Segment de texte »
Raccourci vers le contenu principal de la page

Naissance d'une pédagogie populaire 1 - un objet qui oriente une pédagogie : L’IMPRIMERIE

UN OBJET QUI ORIENTE UNE PEDAGOGIE : L’IMPRIMERIE
 
    A la rentrée d'Octobre, après le repos et la méditation des vacances, Freinet reprend sa classe avec un réel enthousiasme. Les enfants sont là, devant lui, affectueux et spontanés, avides de poursuivre la belle aventure scolaire qui les projette vers l'incessante nouveauté.
    — M'sieur, lui dit Lulu, quand vous « étez » pas là, on vous « pensé »...
    Et c'était, sous la forme la plus naïve, le plus bel éloge, peut-être, que l'élève puisse adresser au Maître pour lui signifier ce besoin d'une présence qui est appui de l'intelligence et du cœur.
    Tout de suite, la classe reprend son entrain et avec une exigeante attention, pas à pas, Freinet essaye de confronter ce que l'on pourrait appeler avec un peu de prétention la pédagogie de Bar-sur-Loup avec la pédagogie de Genève... L'écart de l'une à l'autre est considérable ! Entrent en ligne de compte, pour expliquer cet écart, les insuffisances d'un maître inexpérimenté et dont la culture pédagogique reste assez mince, bien sûr ; mais surtout les différences sociales et humaines qui séparent le milieu pauvre du milieu aisé. Et à tout prendre, en profondeur, cet écart n'apparaît pas à Freinet comme une infériorité manifeste à l'adresse de sa petite classe de village et de son maître. S'il saisit les manques du milieu scolaire de Bar-sur-Loup, il pressent aussi les risques des expériences de Genève poussées en pointe sur un plan intellectuel, dans une atmosphère de laboratoire, courant le danger permanent de se couper du milieu social.
    Il veut, lui, rester dans ce milieu social, faire corps avec le village, les paysans, avec toute la classe travailleuse, avec laquelle l'école publique a lié son sort. Alors, résolument, il restera le « primaire » au sens originel du mot ; il restera l'artisan des fondations, des assises de base sur lesquelles s'élèveront les constructions à venir. Et c'est à cause de cette fidélité au « primaire », à cause de son refus instinctif d'un intellectualisme autocratique, coupé du réel, que Freinet se situera pour toute sa vie à ce niveau de « l'instituteur moyen » qui a toutes ses sollicitudes et qui est l'expression même des multitudes avec lesquelles, qu'on le veuille ou non, se joue la partie.

Extrait de données »

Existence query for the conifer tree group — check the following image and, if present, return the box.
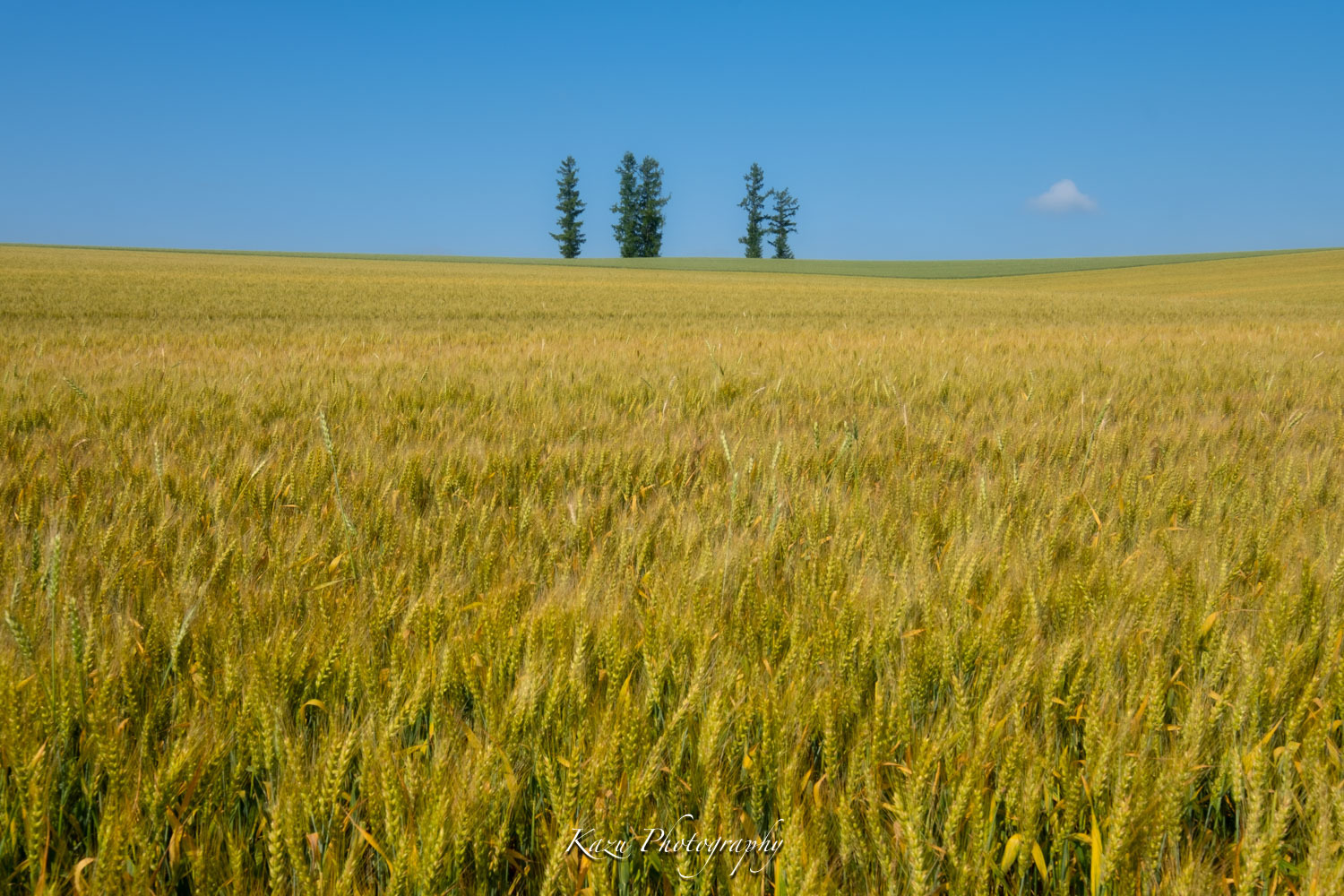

Liste des tâches »
- A) Répondez brièvement à ces questions sur le texte consacré à Freinet.
(i) À quel moment Freinet reprend-il sa classe ?
(ii) Avec quelle pédagogie Freinet confronte-t-il celle de Bar-sur-Loup ?
(iii) Avec qui Freinet veut-il faire corps ?
- B) Donnez la suite du texte sur Freinet et sa classe de Bar-sur-Loup, à partir de sa dernière phrase.
Les données ne jouent aucun rôle dans ce travail.

Réponses aux tâches »
- A)
(i) À la rentrée d'octobre, après le repos et la méditation des vacances.
(ii) Avec la pédagogie de Genève.
(iii) Avec le village, les paysans et toute la classe travailleuse.

- B)
    C'est désormais avec ces notions pour ainsi dire préconçues de « moyenne », de « masse », que Freinet aborde le problème de sa classe. Au lieu de consacrer ses soins les meilleurs à la plante rare qu'est l'enfant doué, pour exalter en lui le prodige, il prêtera une attention pour ainsi dire générale à tous les élèves sans exception, sans différences d'intelligence, de caractère, de milieu. Il s'ingéniera pour trouver, coûte que coûte, des techniques pédagogiques valables pour tous, quelles que soient les différences individuelles de rendement. Ces techniques valables, immanquablement, devront s'asseoir sur la ligne d'intérêt général de la classe. Résolument, il part à la recherche de cette ligne d'intérêt, — il part vers la vie.
    Les enfants sont là, en groupe compact, front contre front, penchés avec une attention passionnée sur le bureau de Joseph.
    Que se passe-t-il ?
    Curieux, le maître s'approche. Joseph a levé vers lui son visage confiant :
    — M'sieur, regardez mes bêtes !
    Et le maître regarde.
    Un spectacle inattendu s'offre à ses yeux : une course d'escargots ! Les champions ont été rangés au bas du pupitre, et c'est maintenant l'enjeu :
    — Je parie pour le gris !
    — Je parie pour le marron !
    — C'est le gris-vert qui gagnera, tu vas voir !
    — Vé, vé, c'est le gris-noir !
    Attente silencieuse, égarements des compétiteurs dans des zig-zags lents et capricieux, et enfin... c'est le triomphe du gris-vert.
    — Ca y est ! C'est le gris-vert ! C'est le gris-vert !
    La classe entière est vibrante de vie, des mains se tendent, veulent se saisir des bêtes... Mais, jalousement, Joseph récupère sa ménagerie, la range dans une boîte.
    Déjà, le maître est au tableau.
    — Eh bien ! Écrivons au tableau la course d'escargots.
    Animation générale :
    — Oh ! M’sieur ! Comme c'est beau ! On dirait une poésie !
    Les enfants lisent le texte, le copient, mais ce n'est là malgré tout qu'un instant fugitif dans la classe : le tableau effacé, la page du cahier retournée, il ne restera plus de trace tangible d'un événement vécu, qui si profondément s'est inscrit dans l'âme de l'enfant.
    Il faut trouver un moyen de lier, sans solution de continuité, la pensée de l'enfant au texte définitif. Il cherche, retourne ses idées, se replonge dans la vie de la classe, pressent, tout près de lui, du nouveau... Brusquement, il pense à la page imprimée... Là est l'a solution : la page impeccable, nette, qui garde en elle pérennité et majesté...
    H s'en va à Grasse, dans les ateliers des imprimeurs, prend contact avec les typos. Il voit de près la composition typographique, où les lettres maniées une à une lui ouvrent bien des horizons... Sans nul doute, là est la solution.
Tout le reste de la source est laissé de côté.